**DOCUMENT EXCERPT:**
══════════════════════════════
About Comet Data Pipeline

Complete documentation available here

Introduction

The purpose of this project is to efficiently ingest various data sources in different formats and make them available for analytics. Usualluy, ingestion is done by writing hand made custom parsers that transform input files into datasets of records.

This project aims at automating this parsing task by making data ingestion purely declarative.

The workflow below is a typical use case :

Export your data as a set of DSV (Delimiter-separated values) or JSON files
Define each DSV/JSON file with a schema using YAML syntax
Configure the ingestion process
Start watching your data being available as Hive Tables in your datalake

The main advantages of the Comet Data Pipeline project are :

Eliminates manual coding for data ingestion
Assign metadata to each dataset
Expose data ingestion metrics and history
Transform text files to strongly typed records
Support semantic types
Force privacy on specific fields (RGPD)
══════════════════════════════
**GIVEN RECORDS:**
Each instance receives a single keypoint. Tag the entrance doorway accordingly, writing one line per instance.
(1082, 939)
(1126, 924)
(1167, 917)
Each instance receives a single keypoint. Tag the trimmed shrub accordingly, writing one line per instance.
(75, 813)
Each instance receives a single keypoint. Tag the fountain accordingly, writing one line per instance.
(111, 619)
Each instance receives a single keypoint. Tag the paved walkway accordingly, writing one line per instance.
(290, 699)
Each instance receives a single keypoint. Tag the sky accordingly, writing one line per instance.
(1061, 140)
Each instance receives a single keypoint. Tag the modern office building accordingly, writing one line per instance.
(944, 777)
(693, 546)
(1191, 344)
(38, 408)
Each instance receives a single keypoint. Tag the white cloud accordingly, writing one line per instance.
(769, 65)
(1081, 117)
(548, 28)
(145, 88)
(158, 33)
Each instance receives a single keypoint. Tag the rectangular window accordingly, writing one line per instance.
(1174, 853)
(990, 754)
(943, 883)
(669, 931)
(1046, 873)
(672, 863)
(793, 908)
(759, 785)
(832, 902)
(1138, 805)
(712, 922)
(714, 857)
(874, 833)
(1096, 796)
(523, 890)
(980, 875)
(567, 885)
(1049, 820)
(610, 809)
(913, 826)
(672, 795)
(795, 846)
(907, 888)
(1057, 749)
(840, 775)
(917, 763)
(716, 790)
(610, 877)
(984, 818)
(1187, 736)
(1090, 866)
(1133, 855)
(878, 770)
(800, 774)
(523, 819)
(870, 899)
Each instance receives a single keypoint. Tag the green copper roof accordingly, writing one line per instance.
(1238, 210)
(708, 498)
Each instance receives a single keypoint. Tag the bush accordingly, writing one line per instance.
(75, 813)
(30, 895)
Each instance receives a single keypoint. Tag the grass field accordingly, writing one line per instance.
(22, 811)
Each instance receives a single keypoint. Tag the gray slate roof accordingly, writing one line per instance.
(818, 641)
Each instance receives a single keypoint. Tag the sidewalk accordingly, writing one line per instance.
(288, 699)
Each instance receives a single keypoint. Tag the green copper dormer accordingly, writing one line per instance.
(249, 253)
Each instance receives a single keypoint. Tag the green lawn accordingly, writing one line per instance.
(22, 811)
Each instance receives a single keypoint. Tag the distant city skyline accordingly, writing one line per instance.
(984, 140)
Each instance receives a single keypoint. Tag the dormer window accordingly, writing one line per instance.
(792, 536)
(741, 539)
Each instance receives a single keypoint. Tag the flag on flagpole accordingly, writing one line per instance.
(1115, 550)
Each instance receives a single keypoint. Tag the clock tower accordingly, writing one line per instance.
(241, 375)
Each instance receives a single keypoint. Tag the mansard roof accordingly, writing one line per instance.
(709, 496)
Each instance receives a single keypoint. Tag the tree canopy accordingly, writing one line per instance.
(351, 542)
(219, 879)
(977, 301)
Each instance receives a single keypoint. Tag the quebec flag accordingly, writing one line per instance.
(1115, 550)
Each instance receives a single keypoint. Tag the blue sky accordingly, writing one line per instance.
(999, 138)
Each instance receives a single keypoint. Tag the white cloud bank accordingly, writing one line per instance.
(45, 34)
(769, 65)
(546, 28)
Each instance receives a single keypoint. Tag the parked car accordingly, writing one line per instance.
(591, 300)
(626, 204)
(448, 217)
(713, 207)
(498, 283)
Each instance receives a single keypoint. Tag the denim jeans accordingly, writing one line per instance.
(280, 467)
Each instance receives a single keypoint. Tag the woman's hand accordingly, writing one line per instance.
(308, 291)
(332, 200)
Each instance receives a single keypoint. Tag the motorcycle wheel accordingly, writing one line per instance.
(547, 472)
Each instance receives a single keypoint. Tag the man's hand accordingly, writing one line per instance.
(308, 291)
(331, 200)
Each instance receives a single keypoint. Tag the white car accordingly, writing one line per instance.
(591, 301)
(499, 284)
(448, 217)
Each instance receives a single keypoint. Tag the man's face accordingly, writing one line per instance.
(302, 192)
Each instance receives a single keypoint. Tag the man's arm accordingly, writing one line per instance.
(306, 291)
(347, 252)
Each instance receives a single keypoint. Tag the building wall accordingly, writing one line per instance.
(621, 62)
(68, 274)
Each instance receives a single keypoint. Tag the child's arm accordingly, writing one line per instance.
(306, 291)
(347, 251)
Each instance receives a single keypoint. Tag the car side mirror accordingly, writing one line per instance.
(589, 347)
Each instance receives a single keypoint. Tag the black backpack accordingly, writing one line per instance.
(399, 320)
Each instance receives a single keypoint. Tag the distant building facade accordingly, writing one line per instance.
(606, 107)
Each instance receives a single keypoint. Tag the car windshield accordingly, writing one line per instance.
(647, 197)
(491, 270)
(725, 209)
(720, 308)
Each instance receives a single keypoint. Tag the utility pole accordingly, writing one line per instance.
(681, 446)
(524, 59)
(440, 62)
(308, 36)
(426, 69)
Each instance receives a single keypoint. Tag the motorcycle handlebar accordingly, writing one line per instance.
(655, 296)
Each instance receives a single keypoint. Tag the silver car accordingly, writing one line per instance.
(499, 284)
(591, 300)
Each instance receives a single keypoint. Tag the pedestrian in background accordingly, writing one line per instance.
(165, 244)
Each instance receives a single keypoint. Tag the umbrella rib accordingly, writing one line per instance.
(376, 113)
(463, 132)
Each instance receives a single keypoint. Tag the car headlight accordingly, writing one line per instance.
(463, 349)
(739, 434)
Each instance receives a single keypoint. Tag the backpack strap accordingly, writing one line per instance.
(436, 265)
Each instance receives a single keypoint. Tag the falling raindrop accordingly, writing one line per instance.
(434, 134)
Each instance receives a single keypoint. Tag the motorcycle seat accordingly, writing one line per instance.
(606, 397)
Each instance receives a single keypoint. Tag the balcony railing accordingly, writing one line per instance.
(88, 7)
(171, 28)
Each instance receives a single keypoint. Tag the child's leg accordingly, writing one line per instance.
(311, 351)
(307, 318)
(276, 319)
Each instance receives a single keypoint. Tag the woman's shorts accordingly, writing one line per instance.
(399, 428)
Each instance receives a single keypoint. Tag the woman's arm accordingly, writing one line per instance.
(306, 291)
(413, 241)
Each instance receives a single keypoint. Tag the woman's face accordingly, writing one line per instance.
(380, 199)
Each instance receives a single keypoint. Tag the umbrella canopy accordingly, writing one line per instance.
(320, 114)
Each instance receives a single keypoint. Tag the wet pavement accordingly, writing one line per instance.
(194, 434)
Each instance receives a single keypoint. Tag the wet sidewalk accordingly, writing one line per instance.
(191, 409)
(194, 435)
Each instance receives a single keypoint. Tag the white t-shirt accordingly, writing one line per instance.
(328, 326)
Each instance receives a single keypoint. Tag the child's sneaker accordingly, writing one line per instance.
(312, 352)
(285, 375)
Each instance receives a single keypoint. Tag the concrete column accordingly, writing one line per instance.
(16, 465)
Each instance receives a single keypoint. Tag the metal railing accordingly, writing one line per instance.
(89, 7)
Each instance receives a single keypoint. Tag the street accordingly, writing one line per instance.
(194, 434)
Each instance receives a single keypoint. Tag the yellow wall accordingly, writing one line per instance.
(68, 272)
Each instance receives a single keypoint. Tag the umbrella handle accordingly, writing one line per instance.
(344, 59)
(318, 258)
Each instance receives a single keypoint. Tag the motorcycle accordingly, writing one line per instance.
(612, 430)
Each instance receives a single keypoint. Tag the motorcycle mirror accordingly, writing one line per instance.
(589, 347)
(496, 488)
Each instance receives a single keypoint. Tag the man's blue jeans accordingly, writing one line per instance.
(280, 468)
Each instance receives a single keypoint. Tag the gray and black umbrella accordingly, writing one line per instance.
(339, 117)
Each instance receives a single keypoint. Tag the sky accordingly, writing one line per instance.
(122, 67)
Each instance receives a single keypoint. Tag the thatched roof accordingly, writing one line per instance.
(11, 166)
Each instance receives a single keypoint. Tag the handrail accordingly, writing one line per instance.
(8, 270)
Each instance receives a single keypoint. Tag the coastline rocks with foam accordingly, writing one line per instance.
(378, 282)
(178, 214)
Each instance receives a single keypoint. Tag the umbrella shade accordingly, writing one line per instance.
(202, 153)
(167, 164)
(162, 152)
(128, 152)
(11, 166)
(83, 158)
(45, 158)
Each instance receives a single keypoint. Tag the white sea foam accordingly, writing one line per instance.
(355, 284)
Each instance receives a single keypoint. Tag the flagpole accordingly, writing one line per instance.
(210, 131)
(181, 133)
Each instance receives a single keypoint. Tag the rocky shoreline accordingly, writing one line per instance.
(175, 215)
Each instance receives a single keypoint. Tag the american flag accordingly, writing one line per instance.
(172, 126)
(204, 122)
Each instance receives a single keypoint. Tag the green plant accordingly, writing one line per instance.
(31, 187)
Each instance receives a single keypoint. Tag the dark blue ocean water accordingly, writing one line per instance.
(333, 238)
══════════════════════════════
**EXERCISE INSTRUCTIONS:**
1. Show each line of the records that contains the word "building", treating uppercase and lowercase as different.
2. Extend the Comet Data Pipeline overview beyond its final line.
The Comet Data Pipeline overview has nothing to do with the records.

**ANSWERS PROVIDED:**
1.
Each instance receives a single keypoint. Tag the modern office building accordingly, writing one line per instance.
Each instance receives a single keypoint. Tag the building wall accordingly, writing one line per instance.
Each instance receives a single keypoint. Tag the distant building facade accordingly, writing one line per instance.

2.
very, very simple piece of software to administer

How it works

Comet Data Pipeline automates the loading and parsing of files and their ingestion into a Hadoop Datalake where datasets become available as Hive tables.

Complete Comet Data pipeline

Landing Area : Files are first stored in the local file system
Staging Area : Files associated with a schema are imported into the datalake
Working Area : Staged Files are parsed against their schema and records are rejected or accepted and made available in parquet/orc/... files as Hive Tables.
Business Area : Tables in the working area may be joined to provide a hoslictic view of the data through the definition of AutoJob.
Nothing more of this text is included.